■ EXERCISE DESCRIPTION:
Reproduce, exactly and in full, only the lines below from the one containing "# Looking for the carved" through the one containing "# Looking for the stone lintel".

(Records from a data collection)
####

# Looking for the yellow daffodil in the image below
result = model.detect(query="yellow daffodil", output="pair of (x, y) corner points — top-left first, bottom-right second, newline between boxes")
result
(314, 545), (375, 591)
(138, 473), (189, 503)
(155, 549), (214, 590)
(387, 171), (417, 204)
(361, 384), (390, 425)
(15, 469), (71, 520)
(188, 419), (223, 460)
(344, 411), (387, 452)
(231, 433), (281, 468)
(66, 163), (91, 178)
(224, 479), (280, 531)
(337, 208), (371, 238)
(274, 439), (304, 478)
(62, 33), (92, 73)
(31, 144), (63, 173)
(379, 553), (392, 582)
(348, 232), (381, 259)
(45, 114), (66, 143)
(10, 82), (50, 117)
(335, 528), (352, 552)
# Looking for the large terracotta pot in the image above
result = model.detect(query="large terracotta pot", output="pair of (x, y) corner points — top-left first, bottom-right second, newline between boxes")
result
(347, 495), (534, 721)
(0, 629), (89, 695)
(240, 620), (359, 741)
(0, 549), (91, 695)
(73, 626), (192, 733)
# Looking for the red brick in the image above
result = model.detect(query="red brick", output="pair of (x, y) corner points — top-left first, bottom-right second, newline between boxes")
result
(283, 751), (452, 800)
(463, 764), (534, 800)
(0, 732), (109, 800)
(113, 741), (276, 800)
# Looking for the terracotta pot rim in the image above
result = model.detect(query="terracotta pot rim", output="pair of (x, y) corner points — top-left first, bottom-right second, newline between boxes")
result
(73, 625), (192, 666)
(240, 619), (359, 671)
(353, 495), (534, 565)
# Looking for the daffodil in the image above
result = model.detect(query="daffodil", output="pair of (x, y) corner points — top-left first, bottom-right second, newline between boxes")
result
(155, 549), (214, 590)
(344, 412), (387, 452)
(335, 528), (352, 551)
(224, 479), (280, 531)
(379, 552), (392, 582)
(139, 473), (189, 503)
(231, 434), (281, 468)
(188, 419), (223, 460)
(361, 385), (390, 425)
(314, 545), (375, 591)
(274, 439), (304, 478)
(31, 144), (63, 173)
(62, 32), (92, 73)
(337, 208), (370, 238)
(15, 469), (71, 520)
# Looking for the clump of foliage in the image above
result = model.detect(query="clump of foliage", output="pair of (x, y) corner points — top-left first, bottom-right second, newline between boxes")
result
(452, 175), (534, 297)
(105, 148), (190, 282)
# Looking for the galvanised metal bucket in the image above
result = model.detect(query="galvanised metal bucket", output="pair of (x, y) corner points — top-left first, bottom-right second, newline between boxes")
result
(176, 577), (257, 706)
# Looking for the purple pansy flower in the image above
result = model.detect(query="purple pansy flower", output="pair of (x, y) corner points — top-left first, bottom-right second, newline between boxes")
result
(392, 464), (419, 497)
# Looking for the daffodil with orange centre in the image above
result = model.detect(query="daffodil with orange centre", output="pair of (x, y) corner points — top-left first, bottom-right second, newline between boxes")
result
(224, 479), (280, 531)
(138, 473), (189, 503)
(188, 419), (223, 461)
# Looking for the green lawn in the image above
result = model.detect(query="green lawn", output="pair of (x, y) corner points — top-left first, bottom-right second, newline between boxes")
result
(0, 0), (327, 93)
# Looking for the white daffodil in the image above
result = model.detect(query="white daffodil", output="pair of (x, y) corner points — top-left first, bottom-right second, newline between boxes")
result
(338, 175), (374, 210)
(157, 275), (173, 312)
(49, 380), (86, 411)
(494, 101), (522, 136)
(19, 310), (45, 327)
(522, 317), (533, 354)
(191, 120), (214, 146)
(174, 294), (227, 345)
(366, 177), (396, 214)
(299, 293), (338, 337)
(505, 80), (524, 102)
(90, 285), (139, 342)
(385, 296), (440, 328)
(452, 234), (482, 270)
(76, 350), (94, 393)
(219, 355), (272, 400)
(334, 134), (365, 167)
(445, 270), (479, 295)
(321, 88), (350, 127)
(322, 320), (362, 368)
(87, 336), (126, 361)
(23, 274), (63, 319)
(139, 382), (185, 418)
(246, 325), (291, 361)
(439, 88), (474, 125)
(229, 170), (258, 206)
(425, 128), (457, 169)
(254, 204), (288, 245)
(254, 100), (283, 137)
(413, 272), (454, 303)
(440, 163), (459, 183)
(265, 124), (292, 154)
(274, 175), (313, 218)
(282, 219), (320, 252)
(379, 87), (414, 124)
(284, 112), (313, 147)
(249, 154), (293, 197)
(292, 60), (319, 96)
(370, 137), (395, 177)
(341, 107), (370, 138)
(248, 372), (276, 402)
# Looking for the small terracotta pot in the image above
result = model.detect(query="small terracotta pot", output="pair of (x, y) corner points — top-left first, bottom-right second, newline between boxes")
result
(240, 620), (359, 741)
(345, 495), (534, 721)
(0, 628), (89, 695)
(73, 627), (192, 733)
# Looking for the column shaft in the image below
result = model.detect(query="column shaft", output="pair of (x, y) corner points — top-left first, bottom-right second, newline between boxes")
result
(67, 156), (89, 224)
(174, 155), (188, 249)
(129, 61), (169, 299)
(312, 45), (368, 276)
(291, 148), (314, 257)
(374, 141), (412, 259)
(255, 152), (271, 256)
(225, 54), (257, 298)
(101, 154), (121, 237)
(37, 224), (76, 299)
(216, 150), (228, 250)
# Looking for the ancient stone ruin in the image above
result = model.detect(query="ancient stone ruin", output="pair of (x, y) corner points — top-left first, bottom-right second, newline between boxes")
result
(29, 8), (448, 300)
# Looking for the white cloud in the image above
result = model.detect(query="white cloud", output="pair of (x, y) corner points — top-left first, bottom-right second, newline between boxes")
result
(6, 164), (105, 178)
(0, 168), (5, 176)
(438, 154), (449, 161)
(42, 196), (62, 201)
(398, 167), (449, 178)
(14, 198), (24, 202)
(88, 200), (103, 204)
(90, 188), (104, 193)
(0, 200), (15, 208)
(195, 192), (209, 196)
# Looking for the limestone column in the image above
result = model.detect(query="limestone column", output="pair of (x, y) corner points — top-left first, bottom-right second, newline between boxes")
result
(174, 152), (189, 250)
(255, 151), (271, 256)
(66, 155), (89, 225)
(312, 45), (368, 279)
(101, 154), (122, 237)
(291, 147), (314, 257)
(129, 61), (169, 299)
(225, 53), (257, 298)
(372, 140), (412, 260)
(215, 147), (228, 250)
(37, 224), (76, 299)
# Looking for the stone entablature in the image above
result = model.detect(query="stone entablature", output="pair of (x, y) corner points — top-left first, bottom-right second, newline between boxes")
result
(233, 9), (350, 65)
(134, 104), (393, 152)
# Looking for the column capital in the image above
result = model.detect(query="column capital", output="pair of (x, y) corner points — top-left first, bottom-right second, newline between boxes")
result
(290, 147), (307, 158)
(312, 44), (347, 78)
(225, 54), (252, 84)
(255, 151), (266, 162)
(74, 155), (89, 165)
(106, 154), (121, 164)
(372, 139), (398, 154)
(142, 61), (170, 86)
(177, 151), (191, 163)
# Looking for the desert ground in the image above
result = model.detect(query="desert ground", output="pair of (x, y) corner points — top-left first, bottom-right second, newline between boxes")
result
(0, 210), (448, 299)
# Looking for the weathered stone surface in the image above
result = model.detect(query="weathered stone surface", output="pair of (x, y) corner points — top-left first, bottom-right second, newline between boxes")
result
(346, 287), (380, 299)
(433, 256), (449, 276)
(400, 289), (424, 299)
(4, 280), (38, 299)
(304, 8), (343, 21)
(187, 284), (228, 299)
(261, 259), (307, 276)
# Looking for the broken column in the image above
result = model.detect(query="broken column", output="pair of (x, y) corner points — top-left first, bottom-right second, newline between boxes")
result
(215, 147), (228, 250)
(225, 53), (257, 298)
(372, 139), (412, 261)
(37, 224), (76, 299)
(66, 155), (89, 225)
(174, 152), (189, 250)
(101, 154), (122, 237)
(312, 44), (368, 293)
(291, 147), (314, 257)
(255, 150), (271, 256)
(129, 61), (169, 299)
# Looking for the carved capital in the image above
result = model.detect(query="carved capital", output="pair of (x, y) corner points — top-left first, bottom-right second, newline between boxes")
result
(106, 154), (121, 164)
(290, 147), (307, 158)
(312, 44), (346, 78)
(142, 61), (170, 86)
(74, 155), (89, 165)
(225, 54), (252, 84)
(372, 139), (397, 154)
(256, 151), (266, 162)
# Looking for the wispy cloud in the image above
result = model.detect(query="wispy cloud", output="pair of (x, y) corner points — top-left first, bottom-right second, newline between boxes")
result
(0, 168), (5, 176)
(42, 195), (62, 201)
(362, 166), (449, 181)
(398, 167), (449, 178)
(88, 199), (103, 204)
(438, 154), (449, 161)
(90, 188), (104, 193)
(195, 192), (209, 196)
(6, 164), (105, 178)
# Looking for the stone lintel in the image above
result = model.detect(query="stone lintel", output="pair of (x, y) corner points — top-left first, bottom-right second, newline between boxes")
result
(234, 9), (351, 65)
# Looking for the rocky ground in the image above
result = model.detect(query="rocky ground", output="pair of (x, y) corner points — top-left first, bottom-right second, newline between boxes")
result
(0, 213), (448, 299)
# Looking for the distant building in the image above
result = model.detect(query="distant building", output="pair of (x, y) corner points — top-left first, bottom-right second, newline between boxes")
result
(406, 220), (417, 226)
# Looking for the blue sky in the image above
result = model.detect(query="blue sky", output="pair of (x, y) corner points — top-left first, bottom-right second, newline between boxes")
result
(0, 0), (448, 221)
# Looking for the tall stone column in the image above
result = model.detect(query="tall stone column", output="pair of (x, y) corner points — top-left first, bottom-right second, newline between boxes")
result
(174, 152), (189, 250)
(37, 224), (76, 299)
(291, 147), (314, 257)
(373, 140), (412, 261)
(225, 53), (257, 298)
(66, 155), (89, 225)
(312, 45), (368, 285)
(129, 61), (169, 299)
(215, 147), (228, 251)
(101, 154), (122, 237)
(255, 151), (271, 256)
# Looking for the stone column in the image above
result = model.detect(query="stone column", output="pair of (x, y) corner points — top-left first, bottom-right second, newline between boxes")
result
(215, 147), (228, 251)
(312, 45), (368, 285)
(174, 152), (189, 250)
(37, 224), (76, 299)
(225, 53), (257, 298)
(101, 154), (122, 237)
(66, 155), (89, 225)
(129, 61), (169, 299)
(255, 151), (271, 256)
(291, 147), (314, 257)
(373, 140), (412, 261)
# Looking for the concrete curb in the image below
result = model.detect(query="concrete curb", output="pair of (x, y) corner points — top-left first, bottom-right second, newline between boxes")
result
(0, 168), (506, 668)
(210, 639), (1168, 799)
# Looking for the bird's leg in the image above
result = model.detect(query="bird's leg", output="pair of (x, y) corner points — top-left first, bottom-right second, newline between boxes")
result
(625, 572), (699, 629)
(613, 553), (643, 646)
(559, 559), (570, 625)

####

■ SOLUTION TO THIS TASK:
# Looking for the carved capital in the image above
result = model.detect(query="carved capital", output="pair of (x, y) corner points — top-left first, bottom-right second, newline between boxes")
result
(106, 154), (121, 164)
(290, 147), (307, 158)
(312, 44), (346, 78)
(142, 61), (170, 86)
(74, 155), (89, 165)
(225, 54), (252, 84)
(372, 139), (397, 154)
(256, 151), (266, 162)
# Looking for the wispy cloud in the image above
result = model.detect(query="wispy cloud", output="pair of (x, y) corner points — top-left first, bottom-right second, newline between boxes")
result
(0, 168), (5, 176)
(42, 195), (62, 201)
(362, 166), (449, 181)
(398, 167), (449, 178)
(88, 199), (103, 204)
(438, 154), (449, 161)
(90, 188), (104, 193)
(195, 192), (209, 196)
(6, 164), (105, 178)
# Looking for the stone lintel in the image above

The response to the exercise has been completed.